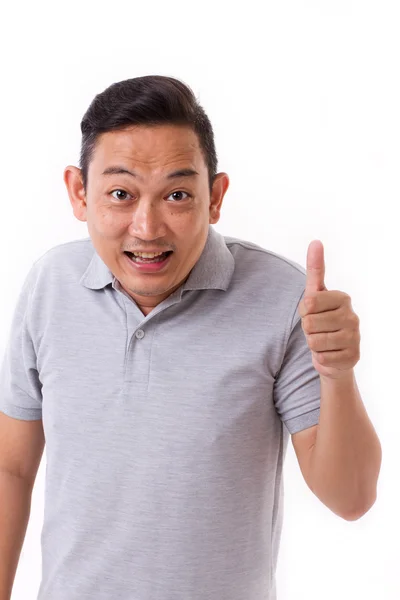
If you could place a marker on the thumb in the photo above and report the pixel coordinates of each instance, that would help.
(315, 267)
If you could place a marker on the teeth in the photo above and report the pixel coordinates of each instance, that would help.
(147, 254)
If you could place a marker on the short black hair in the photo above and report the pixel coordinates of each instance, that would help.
(147, 100)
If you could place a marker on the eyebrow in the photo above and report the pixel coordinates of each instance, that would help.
(116, 170)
• • • • •
* TO DO:
Retype all of the material above word for word, without the pictures.

* THE RESULT:
If you could place a marker on the thumb in the photo above and report the pixel coordinates of each instance, that would help.
(315, 267)
If you could place a marker on the teeth in the photo above and report the pixel coordinates of each instance, that would help.
(147, 254)
If you could place a marker on the short black hair in the photo above and report the pixel coordinates of each instance, that would help.
(147, 100)
If you could place a marker on the eyebrow in the photo above and report the pixel coordinates of each instance, that would help.
(116, 170)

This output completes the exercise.